Instruction:
Report how many lines in the entries below contain the string "checkered", with case counting. Give only the number.

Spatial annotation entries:
☆ ☆ ☆

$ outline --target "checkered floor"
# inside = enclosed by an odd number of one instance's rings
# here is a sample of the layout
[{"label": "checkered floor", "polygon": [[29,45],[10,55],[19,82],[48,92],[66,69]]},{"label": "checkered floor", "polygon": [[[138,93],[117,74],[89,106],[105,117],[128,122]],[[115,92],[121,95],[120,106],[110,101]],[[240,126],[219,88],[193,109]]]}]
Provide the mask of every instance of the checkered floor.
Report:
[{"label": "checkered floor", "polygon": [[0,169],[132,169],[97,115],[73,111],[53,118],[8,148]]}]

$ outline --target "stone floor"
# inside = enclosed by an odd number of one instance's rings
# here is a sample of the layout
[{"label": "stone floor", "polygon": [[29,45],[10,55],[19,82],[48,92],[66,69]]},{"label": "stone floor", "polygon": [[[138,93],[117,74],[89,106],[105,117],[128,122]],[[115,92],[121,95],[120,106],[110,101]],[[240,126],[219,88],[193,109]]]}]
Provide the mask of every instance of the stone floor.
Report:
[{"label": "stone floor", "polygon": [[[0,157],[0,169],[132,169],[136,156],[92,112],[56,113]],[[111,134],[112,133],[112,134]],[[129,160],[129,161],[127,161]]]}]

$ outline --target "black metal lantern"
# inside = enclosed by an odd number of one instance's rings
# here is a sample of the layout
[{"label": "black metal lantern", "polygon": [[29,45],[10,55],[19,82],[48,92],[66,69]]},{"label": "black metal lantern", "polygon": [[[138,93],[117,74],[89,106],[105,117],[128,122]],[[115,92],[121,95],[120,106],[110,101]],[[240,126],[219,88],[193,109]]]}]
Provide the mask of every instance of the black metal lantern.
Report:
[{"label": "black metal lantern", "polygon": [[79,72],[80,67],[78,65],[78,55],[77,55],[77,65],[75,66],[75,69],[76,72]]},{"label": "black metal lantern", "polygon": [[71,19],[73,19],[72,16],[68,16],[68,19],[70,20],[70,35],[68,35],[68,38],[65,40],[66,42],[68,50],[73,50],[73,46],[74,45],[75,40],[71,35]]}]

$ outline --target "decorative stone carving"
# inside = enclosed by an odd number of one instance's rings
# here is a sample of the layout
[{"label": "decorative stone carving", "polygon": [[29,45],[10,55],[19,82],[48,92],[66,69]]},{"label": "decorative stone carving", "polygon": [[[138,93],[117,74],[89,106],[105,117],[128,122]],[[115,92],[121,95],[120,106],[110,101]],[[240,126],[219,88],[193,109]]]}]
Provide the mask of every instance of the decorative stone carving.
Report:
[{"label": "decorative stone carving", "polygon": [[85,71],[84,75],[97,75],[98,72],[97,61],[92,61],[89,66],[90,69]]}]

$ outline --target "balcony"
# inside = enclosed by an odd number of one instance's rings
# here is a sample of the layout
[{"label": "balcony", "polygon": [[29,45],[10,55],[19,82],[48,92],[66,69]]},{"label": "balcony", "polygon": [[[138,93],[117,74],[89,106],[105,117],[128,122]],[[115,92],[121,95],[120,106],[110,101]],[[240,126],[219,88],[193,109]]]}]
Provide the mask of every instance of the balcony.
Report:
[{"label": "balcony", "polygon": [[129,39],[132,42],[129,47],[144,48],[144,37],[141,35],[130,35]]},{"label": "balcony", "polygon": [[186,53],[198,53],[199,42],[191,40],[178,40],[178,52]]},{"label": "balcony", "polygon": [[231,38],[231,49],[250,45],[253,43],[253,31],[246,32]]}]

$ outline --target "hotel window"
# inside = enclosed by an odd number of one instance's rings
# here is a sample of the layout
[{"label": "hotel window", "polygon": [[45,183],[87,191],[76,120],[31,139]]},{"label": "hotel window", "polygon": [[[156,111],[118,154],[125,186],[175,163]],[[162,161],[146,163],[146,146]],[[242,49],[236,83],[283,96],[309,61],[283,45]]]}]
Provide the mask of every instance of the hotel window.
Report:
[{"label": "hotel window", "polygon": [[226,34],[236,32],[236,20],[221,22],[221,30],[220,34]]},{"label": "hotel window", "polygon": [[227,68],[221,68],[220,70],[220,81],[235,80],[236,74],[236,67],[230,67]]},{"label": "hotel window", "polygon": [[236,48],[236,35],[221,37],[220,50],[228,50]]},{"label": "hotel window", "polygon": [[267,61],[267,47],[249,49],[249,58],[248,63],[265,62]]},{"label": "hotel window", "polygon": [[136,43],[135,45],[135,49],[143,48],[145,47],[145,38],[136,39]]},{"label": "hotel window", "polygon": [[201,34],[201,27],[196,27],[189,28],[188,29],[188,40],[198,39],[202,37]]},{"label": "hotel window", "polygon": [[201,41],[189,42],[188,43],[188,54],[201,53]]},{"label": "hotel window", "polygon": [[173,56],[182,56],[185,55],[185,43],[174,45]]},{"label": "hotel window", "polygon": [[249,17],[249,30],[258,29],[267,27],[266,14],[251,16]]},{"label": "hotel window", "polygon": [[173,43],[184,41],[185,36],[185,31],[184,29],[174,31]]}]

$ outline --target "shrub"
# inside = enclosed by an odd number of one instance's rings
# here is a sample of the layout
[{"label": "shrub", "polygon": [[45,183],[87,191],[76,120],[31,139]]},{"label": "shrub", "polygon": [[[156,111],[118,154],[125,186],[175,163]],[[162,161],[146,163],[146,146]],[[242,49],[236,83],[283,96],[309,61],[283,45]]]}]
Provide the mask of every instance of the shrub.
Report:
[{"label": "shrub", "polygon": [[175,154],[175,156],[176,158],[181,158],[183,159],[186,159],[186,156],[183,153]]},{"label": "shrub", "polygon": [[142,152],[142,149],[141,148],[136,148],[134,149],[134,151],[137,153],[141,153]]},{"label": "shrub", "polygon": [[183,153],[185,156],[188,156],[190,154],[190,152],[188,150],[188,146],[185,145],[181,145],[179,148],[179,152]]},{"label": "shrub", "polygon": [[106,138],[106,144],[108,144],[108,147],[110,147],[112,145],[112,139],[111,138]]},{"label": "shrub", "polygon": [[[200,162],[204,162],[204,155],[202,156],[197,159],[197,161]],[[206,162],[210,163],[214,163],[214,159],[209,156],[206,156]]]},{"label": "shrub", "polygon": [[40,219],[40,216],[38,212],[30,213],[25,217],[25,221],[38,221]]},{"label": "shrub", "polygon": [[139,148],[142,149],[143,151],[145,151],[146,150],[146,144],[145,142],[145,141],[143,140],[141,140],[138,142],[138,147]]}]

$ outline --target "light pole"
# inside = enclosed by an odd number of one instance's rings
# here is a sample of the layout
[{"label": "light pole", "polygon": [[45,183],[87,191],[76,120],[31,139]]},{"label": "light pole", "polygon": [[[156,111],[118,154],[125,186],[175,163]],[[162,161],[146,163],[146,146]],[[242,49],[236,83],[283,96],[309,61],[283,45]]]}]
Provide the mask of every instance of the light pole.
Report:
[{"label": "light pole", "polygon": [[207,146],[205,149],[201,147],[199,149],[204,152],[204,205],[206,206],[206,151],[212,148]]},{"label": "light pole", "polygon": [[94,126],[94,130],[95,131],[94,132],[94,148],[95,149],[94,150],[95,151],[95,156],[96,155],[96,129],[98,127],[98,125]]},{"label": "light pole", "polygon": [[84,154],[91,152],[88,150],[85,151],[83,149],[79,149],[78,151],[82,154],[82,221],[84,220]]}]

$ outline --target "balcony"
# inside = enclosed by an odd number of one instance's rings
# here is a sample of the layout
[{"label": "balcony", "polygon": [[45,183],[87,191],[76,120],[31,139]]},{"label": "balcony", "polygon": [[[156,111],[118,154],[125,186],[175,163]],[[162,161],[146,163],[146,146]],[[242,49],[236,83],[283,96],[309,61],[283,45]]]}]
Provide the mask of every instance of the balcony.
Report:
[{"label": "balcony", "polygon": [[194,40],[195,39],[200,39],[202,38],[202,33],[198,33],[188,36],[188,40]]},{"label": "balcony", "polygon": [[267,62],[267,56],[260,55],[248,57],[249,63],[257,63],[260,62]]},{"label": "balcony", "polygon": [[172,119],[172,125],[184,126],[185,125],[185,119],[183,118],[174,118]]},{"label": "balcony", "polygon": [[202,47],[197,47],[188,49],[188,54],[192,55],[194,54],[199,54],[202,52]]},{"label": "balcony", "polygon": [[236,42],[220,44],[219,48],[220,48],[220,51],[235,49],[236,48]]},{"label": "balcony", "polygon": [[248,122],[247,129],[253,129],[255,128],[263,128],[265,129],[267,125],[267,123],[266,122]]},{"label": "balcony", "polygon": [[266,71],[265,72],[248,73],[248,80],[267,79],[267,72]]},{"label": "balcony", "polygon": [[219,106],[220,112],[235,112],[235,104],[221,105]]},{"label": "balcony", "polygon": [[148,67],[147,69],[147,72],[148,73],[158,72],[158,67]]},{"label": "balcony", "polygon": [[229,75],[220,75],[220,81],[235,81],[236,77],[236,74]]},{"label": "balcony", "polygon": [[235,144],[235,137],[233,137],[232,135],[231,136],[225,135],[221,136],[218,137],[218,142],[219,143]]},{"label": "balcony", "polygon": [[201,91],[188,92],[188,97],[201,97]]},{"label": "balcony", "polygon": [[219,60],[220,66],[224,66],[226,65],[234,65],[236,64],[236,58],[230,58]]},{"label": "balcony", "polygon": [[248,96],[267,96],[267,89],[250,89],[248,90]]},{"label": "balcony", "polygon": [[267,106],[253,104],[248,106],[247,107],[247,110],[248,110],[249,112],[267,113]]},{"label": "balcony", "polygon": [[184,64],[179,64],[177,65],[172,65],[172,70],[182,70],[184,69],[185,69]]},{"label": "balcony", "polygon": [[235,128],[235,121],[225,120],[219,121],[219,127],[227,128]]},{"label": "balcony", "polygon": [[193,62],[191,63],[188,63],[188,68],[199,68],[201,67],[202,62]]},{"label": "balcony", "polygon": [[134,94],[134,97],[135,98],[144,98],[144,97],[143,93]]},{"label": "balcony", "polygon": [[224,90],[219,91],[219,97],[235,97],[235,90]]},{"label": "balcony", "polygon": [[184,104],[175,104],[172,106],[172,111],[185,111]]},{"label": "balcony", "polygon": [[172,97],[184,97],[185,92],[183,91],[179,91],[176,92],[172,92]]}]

☆ ☆ ☆

Exercise response:
4